(Problem to work on) Can you edit the commentary on Bush and the Iraq War from "The fundamentalist settler" to "the happy pipe.", replacing "settler movement" with "settlement movement"?

(Reading passage)
┏━━

A chance? Perhaps. A reasonable chance? I don't see how. There's absolutely no precedent for such a development anywhere in the world. The only places in which democracy topples dictatorships from within are countries where the middle class gains critical mass, demands power, and the political and military establishment cannot crack down on them without destroying their own economic base. That simply doesn't apply in a place like Iraq (or any oil-rich country), where the abject poverty, complete misery, and absolute lack of economic productivity of the majority of the population doesn't actually threaten the regime's source of power. Hence the term "the curse of oil": absent some outside force, oil allows despotism to perpetuate itself indefinitely. So there's absolutely no precedent for it, and no reason to think it could work.
 
But I have heard many, many, many on the left deriding GWB's intelligence.
I've known dogs with more intelligence than Bush. Of course we deride his intelligence. People on the right deride his intelligence. That's his electoral charm : "I'm an idiot, you'd be an idiot to vote for me, if you vote for me you have your kind of President". The sophistry is irrefutable.

Bush Minor is not a Policy President, he's a Presentation President. The hotty weather-girl, not the meteorologist. He's not a very good one under pressure, either - Reagan was far better. (If you can keep your head when all around are losing theirs, it could be you haven't got a clue what's going on, and you're the guy we'll put up to calm people's nerves.) The Iraq War was not conceived, pushed through and executed by Bush Minor. Screw him, frankly.

The guilty men include Cheney, Rumsfeld, Rove and the whole PNAC fraternity. That's just for starters. Some of these guys are very clever, but most of them are ignorant and don't realise it. My position is not that I'm cleverer than them - not to concede that possibility, of course - but that I'm a lot less ignorant.
 
For the record, Israel does not owe "its entire existence to religious fundamentalism." That's simply historically untrue. The early Zionists were largely secular, and the European powers were involved out of self-interest. The Orthodox, particularly the Hassidim, were largely hostile to Zionism up until relatively recently.

The fundamentalist settler movement is definitely a post-1967 phenomenon, and had nothing to do with the founding of Israel. Israel certainly doesn't depend on them in any way; if anything, they're a liability.

So Melendwyr, as usual, seems to be toking on the happy pipe.
 
And it's a much more interesting one than Vietnam. But it doesn't get nearly as much attention, because the conclusions to be drawn from it (it doesn't quite point to inevitable defeat or inevitable victory) don't fit squarely on a pro- or anti-war one-liner.
Thoughts deriving :

The eternal, and pointless, Moro campaign diverted resources from the strategically mega-important Corregidor base. What's more, it reduced the available resources because it was always in the news, it's what people thought of when a pollster asked them "Should we withdraw from the Philippines?". Isolationists and anti-military types made great play with that. As a result - IMO - when it went off with Japan that base was lost. In fact, had it always been ahead of what the Japanese could expect to crack, it might never have gone off at all.

Is this war distracting from what might be strategically mega-important? And might it sour people from believing a real cry of "Wolf!"? Time will tell.

┗━━

(Rows)
┏━━

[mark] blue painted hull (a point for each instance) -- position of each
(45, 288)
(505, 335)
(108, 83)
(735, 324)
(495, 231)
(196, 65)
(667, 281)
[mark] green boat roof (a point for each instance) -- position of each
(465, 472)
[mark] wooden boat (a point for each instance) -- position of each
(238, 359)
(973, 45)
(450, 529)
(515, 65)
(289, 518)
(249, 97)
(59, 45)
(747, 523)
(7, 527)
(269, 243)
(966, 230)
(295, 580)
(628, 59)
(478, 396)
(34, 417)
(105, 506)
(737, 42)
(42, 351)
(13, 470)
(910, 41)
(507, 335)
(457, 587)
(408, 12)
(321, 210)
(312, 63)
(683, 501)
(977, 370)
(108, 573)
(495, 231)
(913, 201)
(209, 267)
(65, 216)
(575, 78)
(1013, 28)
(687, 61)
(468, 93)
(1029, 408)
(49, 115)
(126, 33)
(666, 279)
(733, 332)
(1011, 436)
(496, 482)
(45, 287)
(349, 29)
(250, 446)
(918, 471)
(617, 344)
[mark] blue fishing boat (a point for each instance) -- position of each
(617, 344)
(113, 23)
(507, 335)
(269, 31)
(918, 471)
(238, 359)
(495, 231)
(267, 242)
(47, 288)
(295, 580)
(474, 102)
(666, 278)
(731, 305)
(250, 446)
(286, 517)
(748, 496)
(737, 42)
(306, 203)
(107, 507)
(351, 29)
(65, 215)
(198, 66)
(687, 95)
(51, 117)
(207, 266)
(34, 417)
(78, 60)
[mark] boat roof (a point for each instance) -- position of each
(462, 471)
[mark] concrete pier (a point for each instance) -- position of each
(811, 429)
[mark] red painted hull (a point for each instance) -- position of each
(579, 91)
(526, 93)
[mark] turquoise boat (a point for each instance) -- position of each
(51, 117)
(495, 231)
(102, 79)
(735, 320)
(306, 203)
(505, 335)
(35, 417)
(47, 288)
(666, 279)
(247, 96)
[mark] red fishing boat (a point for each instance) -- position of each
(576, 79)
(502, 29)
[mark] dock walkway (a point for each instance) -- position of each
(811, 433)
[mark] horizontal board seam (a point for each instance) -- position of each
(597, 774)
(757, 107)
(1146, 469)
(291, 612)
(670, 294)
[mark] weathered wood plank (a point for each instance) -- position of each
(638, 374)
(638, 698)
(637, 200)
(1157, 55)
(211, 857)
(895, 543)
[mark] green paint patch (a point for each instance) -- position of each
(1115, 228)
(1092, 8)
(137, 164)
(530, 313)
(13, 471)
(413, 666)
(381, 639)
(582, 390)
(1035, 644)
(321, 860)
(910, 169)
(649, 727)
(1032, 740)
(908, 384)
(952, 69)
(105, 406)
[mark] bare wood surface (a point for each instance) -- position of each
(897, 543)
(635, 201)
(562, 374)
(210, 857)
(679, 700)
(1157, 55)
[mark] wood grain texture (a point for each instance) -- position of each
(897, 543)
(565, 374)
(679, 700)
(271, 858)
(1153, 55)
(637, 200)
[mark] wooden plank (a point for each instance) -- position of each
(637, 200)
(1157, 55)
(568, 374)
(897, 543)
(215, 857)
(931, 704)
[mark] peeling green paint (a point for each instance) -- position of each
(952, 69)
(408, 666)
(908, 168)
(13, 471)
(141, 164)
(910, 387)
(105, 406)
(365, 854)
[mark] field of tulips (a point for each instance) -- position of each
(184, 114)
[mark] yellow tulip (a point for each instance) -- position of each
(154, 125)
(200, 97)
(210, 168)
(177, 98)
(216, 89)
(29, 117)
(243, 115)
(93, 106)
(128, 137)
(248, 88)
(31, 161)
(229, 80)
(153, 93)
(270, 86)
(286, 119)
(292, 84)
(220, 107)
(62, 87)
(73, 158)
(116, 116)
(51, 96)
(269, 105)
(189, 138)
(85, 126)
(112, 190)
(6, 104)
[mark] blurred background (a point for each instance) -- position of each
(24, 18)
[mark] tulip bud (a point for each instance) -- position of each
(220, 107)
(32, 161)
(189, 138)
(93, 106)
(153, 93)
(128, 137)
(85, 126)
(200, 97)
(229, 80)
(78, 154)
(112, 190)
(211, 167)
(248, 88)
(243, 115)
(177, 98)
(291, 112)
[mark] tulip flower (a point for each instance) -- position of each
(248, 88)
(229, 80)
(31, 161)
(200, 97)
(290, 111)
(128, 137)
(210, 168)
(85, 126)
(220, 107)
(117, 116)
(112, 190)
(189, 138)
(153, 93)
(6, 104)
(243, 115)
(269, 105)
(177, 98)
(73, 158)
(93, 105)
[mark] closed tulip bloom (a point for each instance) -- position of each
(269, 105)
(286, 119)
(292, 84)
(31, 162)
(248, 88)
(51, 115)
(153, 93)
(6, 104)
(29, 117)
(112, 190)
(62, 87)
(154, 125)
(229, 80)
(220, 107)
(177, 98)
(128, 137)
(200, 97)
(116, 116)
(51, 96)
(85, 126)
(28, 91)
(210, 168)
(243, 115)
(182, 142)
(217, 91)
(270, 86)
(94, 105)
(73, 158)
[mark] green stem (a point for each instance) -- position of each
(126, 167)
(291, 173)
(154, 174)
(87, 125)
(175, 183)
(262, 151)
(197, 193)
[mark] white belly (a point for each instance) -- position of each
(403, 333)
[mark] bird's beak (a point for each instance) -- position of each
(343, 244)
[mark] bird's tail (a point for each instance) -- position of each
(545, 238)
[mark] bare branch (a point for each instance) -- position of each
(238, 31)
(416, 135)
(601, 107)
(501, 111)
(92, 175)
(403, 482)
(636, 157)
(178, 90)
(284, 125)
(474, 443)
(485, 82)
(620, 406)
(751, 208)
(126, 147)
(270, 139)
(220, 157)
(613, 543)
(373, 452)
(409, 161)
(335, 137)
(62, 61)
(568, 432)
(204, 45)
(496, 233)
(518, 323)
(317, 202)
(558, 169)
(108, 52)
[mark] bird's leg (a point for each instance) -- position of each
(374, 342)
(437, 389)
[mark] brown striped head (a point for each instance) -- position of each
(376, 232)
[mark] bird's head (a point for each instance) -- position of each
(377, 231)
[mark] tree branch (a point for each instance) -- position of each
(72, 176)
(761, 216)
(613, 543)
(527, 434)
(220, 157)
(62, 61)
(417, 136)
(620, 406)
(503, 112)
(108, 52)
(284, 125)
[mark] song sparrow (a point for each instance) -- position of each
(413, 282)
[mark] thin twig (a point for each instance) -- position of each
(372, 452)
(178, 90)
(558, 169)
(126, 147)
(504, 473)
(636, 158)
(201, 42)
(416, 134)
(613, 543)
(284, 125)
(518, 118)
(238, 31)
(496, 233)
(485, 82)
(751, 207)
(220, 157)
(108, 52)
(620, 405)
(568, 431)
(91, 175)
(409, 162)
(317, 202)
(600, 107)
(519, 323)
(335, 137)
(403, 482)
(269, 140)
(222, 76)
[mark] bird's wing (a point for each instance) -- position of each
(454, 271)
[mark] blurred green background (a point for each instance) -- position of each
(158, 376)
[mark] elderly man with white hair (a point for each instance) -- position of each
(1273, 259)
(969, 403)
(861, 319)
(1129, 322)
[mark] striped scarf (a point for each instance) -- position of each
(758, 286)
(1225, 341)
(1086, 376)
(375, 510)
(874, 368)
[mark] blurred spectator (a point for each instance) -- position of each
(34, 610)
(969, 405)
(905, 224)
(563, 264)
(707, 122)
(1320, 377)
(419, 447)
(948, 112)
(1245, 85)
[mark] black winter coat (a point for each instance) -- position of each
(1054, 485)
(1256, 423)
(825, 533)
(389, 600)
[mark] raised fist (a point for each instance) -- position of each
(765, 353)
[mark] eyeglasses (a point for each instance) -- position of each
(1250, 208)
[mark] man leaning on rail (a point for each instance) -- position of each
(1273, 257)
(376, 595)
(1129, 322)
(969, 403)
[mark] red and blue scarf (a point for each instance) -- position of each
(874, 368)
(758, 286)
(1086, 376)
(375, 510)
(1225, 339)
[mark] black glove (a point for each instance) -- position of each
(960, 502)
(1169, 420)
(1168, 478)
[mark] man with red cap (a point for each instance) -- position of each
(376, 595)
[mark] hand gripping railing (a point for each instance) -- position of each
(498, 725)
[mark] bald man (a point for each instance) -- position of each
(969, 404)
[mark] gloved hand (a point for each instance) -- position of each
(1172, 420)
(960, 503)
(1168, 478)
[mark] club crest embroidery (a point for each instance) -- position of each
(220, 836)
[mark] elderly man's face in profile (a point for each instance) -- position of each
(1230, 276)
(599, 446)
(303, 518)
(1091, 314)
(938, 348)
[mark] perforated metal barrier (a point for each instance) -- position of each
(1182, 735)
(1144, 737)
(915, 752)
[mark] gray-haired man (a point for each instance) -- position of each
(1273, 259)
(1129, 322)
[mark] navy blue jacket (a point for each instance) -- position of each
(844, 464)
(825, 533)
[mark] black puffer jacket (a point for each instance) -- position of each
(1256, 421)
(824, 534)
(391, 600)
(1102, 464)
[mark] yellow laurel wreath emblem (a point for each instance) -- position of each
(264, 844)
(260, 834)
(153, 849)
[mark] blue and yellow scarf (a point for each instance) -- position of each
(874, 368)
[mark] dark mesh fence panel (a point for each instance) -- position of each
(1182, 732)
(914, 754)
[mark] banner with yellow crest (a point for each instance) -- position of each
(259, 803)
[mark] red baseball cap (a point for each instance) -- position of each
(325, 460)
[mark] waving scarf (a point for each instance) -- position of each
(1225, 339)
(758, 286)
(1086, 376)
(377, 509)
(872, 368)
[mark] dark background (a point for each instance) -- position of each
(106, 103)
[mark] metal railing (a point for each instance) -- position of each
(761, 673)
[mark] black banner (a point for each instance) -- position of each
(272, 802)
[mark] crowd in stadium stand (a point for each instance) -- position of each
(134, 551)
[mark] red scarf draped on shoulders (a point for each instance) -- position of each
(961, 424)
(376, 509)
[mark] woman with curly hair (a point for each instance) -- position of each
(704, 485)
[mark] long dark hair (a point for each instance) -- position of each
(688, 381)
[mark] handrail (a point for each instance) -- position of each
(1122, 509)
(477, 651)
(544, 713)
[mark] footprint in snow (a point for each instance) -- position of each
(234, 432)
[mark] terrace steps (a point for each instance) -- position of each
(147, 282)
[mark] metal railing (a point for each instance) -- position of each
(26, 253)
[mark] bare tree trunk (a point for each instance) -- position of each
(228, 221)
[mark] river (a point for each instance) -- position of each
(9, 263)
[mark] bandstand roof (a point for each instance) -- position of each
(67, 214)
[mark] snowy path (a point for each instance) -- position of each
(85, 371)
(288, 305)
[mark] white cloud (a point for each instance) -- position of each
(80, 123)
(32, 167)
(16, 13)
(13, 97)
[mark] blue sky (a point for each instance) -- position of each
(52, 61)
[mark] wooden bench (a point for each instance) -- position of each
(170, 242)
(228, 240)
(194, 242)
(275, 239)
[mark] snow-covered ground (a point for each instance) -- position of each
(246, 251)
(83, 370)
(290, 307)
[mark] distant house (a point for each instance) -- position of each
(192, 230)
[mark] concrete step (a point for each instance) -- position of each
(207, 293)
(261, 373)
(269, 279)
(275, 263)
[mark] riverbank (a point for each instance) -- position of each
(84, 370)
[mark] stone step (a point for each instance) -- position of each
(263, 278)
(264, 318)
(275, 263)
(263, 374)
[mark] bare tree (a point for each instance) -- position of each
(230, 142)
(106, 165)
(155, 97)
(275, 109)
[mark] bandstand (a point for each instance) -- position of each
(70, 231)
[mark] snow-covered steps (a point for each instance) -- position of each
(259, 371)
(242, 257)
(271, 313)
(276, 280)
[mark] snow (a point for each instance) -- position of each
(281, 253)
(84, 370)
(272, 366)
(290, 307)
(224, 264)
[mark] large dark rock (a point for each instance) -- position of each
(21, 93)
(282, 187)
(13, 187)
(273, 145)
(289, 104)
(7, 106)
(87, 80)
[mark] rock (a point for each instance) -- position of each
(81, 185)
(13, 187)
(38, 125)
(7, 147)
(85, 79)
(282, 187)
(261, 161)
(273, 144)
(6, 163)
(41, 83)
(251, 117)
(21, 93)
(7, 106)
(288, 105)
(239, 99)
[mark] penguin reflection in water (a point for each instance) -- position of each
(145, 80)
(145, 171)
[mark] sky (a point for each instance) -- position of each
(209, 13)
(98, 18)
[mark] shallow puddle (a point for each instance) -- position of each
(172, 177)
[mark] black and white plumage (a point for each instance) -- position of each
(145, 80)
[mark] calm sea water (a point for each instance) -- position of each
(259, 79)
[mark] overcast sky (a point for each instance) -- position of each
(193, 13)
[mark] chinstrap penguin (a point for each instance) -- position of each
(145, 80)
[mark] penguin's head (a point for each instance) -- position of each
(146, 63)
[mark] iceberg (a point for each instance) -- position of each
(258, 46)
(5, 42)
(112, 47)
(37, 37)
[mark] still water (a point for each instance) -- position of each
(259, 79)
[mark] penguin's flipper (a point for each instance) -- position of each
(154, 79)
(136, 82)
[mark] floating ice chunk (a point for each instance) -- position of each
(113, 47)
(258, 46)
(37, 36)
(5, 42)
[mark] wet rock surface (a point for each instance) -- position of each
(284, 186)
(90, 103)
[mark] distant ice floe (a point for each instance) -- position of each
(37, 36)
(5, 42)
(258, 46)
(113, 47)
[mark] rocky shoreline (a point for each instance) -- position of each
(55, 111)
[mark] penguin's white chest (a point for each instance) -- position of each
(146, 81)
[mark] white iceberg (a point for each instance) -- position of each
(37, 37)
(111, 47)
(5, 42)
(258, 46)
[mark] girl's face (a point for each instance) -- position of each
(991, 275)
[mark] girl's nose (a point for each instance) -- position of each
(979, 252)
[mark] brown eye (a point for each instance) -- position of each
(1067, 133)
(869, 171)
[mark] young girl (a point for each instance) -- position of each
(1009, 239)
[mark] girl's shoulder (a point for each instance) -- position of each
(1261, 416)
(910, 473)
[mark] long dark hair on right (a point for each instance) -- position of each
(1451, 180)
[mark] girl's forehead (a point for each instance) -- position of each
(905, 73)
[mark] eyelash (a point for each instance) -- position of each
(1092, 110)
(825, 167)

┗━━

(Task output)
The fundamentalist settlement movement is definitely a post-1967 phenomenon, and had nothing to do with the founding of Israel. Israel certainly doesn't depend on them in any way; if anything, they're a liability.

So Melendwyr, as usual, seems to be toking on the happy pipe.